**What is expected:**
Reproduce every one of the entries below word for word.

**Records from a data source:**

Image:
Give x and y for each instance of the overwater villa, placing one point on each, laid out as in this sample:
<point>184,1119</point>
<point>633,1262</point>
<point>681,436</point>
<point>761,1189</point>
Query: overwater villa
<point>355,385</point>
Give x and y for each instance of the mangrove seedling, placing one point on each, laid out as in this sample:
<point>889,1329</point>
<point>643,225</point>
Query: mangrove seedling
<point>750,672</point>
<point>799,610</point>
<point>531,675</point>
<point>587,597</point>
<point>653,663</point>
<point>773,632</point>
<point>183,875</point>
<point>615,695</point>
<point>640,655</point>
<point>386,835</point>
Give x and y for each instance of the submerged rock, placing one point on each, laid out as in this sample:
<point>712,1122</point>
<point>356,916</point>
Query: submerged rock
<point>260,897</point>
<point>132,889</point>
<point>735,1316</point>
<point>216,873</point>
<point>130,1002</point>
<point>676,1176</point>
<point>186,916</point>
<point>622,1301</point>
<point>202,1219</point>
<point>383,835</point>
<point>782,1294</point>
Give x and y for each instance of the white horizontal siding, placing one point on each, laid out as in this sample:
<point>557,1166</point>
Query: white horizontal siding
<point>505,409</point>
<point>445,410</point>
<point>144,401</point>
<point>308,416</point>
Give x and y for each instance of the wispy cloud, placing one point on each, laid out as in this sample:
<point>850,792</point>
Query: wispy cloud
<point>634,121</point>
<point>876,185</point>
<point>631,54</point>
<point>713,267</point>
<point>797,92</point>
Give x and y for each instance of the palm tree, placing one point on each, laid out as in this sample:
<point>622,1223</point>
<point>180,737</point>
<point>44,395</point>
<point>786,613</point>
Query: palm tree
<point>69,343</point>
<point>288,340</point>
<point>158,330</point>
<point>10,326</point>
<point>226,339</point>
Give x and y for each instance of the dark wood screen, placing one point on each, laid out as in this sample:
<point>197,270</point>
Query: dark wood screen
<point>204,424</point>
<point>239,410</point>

**Full answer:**
Image:
Give x and y for each instance of the overwater villa, placing one point on each, laid out as in this sample:
<point>184,1119</point>
<point>633,1262</point>
<point>681,436</point>
<point>761,1189</point>
Query: overwater villa
<point>355,385</point>
Give x and y for each instance of the mangrove seedling, placing one point on each, laid out as in this sample:
<point>889,1329</point>
<point>643,225</point>
Query: mangrove seedling
<point>750,672</point>
<point>799,610</point>
<point>531,675</point>
<point>587,597</point>
<point>653,663</point>
<point>773,632</point>
<point>183,875</point>
<point>615,695</point>
<point>640,655</point>
<point>386,835</point>
Give x and y for each instance of the submerged rock, placing one point on each, laid out as in this sample:
<point>712,1122</point>
<point>356,916</point>
Query: submerged rock
<point>260,897</point>
<point>132,889</point>
<point>735,1316</point>
<point>216,873</point>
<point>130,1002</point>
<point>676,1176</point>
<point>186,916</point>
<point>622,1301</point>
<point>202,1219</point>
<point>383,835</point>
<point>782,1294</point>
Give x and y for each instance of the white horizontal siding, placing one point on each, laid out as in this sample:
<point>557,1166</point>
Query: white horizontal siding
<point>505,409</point>
<point>445,410</point>
<point>144,401</point>
<point>308,416</point>
Give x and y for each instance of the wispy cloud, placing one point on each, laid out as in this sample:
<point>850,792</point>
Query: wispy cloud
<point>634,121</point>
<point>876,185</point>
<point>631,54</point>
<point>713,267</point>
<point>797,92</point>
Give x and y for each instance of the palm tree, placing one point on each, laid out as in this sample:
<point>622,1223</point>
<point>180,737</point>
<point>44,395</point>
<point>786,613</point>
Query: palm tree
<point>69,343</point>
<point>288,340</point>
<point>158,330</point>
<point>10,326</point>
<point>226,339</point>
Give x and y for each instance of the dark wood screen, placing one point on each, laid out as in this sample:
<point>197,270</point>
Query: dark wood screen
<point>204,424</point>
<point>239,410</point>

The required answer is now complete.